EXCERPTED TEXT:
When we talk about drowning prevention, most people immediately think of children.
Swimming lessons, pool fences, lifeguards, awareness campaigns — and rightly so. Protecting children has been a major success story in global drowning prevention.
But new research reveals something many of us did not expect:
Adults aged 70 and older now have a higher global drowning rate than children under five (Işın & Peden, 2026).
The Numbers Behind the Shift
Using data from the Global Burden of Disease (GBD) Study, the authors report:
- Adults ≥70 years (2021): 8.15 deaths per 100,000
- Children <5 years (2021): 7.66 deaths per 100,000
For the first time, older adults surpassed young children in global unintentional drowning rates.
This does not mean children are no longer at risk — but it does highlight a prevention gap.
While child-focused interventions have improved significantly over recent decades, older adults have largely remained outside the central focus of drowning prevention strategies.
Why Does Risk Increase with Age?
The study highlights several contributing factors:
- Declining muscle strength and endurance
- Cardiovascular disease and chronic conditions
- Balance impairments
- Polypharmacy (multiple medications affecting alertness or coordination)
- Alcohol consumption combined with water exposure
- Falls into water, including in domestic environments (e.g., bathtubs)
Importantly, drowning is often silent and fast. It does not always look dramatic.
And in older adults, even a brief loss of balance or sudden medical event can quickly become life-threatening.
With global populations aging rapidly, this issue will become even more relevant in the coming decades.
What Needs to Change?
The authors argue that drowning prevention must expand beyond a child-centric approach and include:
- Age-specific awareness campaigns
- Integration of water safety into senior health programs
- Encouragement to swim in supervised locations
- Medical consultation before engaging in water activities when underlying conditions exist
In other words: Water safety must be considered across the entire lifespan.

DATA SECTION:
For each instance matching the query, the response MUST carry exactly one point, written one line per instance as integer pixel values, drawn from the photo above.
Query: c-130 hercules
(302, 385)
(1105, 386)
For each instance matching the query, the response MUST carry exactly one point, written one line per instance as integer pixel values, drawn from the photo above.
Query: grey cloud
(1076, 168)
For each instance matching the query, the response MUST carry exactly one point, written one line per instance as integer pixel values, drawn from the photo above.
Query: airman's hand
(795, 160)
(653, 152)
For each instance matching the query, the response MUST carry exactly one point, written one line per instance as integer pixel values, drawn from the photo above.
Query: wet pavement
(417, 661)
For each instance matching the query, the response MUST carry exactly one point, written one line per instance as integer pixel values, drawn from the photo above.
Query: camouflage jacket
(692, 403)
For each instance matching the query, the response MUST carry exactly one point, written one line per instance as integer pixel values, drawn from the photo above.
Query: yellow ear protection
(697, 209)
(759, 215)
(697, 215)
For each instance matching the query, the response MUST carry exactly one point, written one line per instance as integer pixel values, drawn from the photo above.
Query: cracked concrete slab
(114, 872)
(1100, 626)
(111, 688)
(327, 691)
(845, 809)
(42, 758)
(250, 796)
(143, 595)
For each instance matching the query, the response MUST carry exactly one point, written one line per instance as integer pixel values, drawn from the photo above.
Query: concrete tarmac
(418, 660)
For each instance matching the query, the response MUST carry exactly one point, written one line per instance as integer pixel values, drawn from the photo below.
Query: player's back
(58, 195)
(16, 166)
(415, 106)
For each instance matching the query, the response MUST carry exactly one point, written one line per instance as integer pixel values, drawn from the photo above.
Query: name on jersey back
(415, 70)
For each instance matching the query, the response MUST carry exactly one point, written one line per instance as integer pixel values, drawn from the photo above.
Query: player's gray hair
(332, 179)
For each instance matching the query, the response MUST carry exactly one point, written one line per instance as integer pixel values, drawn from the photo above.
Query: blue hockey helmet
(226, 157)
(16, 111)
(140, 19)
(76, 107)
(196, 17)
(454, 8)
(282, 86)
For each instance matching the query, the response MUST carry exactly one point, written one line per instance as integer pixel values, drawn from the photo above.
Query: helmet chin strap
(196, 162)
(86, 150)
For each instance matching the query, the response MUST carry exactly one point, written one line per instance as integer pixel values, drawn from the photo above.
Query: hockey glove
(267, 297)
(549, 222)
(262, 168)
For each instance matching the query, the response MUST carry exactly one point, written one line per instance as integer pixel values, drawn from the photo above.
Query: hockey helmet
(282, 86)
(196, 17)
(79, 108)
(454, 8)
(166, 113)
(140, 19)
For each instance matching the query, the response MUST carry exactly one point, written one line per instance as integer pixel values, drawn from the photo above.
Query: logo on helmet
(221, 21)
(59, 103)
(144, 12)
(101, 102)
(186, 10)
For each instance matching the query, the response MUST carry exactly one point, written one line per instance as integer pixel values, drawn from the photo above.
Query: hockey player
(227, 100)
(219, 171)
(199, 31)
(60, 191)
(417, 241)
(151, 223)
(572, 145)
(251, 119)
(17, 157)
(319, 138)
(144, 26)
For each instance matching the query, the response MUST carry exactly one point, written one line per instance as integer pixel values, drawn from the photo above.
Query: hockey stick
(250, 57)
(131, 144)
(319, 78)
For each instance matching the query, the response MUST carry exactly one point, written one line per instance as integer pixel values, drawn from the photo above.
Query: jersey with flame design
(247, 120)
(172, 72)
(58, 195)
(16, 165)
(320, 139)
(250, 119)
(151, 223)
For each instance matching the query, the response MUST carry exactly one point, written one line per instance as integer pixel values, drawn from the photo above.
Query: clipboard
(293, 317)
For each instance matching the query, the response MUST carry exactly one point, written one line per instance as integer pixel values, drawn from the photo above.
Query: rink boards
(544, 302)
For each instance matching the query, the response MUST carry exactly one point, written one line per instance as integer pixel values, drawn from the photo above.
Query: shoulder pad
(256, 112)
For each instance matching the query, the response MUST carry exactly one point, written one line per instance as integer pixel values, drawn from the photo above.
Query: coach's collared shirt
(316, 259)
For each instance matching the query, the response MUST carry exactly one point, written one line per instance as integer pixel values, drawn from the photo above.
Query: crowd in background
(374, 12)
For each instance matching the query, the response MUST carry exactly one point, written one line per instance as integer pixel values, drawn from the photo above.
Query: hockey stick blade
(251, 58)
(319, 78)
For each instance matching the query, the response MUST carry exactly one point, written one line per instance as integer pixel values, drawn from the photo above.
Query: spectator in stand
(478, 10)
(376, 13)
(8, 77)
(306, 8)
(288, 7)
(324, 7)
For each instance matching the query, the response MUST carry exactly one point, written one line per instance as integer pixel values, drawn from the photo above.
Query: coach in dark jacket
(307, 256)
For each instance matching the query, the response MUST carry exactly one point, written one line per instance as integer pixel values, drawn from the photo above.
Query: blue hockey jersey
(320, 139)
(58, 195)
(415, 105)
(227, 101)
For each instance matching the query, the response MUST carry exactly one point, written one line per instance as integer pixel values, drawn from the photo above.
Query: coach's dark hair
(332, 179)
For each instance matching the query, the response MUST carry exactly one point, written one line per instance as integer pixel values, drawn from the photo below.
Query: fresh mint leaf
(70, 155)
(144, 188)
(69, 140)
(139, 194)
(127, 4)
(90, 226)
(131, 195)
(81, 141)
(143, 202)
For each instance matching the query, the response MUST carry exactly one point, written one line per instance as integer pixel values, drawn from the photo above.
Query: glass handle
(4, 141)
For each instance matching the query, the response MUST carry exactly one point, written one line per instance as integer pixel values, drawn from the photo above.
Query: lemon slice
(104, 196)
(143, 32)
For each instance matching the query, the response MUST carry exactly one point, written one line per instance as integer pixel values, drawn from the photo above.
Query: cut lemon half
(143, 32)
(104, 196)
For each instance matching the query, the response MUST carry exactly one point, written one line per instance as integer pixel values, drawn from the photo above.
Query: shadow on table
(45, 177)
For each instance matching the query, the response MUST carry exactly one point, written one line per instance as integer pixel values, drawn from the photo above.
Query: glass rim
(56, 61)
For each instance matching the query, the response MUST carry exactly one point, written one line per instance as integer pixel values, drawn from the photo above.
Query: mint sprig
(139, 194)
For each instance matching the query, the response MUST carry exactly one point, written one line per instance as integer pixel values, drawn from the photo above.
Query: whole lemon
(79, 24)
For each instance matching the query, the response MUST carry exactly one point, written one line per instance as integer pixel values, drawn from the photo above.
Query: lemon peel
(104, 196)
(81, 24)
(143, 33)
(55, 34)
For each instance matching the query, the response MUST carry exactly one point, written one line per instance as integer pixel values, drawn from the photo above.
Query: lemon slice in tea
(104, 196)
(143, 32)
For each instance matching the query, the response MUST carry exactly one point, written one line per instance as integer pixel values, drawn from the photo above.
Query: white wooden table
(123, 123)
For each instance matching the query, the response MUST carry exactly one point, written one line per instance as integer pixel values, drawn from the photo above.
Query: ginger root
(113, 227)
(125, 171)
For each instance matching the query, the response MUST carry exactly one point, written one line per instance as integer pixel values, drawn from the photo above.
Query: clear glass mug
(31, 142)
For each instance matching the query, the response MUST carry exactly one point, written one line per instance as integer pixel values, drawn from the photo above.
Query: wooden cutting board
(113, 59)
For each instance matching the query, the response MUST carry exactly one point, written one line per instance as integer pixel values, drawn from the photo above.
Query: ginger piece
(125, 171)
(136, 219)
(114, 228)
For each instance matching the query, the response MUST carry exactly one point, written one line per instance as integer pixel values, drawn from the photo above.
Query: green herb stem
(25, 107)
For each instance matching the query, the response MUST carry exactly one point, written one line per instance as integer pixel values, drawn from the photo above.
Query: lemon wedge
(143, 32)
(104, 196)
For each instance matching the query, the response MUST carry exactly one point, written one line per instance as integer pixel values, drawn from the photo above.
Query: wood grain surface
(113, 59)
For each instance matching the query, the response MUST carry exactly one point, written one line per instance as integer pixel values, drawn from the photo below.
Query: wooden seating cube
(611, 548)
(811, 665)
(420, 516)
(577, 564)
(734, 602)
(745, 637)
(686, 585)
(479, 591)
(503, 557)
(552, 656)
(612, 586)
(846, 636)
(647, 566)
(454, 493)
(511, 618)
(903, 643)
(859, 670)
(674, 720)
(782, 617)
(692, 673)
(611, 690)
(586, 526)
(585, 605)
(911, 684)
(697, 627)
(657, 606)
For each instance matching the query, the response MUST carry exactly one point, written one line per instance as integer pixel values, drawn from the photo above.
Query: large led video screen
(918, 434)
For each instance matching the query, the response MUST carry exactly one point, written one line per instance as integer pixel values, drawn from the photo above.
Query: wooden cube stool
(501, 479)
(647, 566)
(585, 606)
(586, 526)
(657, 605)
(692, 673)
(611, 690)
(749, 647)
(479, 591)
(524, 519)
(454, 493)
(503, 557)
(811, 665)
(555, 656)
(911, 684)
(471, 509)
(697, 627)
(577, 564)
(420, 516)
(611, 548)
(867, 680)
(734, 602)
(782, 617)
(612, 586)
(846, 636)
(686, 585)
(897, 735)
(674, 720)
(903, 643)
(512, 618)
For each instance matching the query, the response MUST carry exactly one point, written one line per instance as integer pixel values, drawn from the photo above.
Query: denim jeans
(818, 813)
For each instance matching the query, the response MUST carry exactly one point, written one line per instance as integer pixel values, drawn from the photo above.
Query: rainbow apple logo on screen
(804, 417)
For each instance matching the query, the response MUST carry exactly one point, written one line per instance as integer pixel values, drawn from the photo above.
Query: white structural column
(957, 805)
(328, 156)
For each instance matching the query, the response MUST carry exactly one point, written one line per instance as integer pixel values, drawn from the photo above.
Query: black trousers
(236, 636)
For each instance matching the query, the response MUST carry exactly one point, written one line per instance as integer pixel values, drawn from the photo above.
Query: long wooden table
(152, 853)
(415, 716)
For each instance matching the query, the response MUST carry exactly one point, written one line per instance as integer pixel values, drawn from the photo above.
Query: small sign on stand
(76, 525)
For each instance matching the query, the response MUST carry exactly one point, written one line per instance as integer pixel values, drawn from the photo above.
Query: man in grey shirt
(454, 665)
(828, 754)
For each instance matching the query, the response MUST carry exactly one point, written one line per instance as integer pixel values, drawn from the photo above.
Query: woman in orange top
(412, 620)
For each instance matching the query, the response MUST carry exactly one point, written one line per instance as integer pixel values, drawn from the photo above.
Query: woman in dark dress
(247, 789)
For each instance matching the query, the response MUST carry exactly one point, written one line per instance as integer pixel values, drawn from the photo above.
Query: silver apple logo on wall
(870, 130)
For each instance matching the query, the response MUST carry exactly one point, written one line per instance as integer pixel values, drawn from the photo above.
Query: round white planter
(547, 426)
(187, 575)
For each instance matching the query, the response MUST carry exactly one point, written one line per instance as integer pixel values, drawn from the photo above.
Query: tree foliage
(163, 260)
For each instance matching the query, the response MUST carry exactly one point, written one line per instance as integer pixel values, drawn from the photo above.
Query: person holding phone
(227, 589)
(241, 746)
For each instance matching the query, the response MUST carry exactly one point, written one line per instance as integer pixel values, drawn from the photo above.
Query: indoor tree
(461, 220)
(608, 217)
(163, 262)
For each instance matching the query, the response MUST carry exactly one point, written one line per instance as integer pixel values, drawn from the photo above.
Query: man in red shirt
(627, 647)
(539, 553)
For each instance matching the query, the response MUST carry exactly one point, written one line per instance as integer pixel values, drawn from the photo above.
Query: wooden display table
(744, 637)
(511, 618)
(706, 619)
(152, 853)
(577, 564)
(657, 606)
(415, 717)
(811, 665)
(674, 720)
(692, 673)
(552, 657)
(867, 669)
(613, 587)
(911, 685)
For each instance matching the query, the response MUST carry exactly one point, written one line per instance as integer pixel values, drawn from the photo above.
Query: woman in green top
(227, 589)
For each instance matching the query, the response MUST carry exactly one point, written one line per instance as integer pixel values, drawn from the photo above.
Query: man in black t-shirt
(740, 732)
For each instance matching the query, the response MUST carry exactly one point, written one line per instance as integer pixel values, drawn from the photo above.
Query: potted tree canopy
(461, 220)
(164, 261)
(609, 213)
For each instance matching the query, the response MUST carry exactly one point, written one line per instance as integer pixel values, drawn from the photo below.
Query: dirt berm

COMPLETE THE FOLLOWING:
**1.** Copy the drowning article word for word from "Importantly, drowning is" to "Needs to Change?".
**2.** Translate this sentence from the drowning article into Spanish: "For the first time, older adults surpassed young children in global unintentional drowning rates."
**3.** According to the drowning article, what was the 2021 drowning death rate for adults aged 70 and older?
The lines have nothing to do with the drowning article.

ANSWERS TO EACH TASK:
**1.**
Importantly, drowning is often silent and fast. It does not always look dramatic.
And in older adults, even a brief loss of balance or sudden medical event can quickly become life-threatening.
With global populations aging rapidly, this issue will become even more relevant in the coming decades.
What Needs to Change?

**2.** Por primera vez, los adultos mayores superaron a los niños pequeños en las tasas mundiales de ahogamiento no intencional.

**3.** 8.15 deaths per 100,000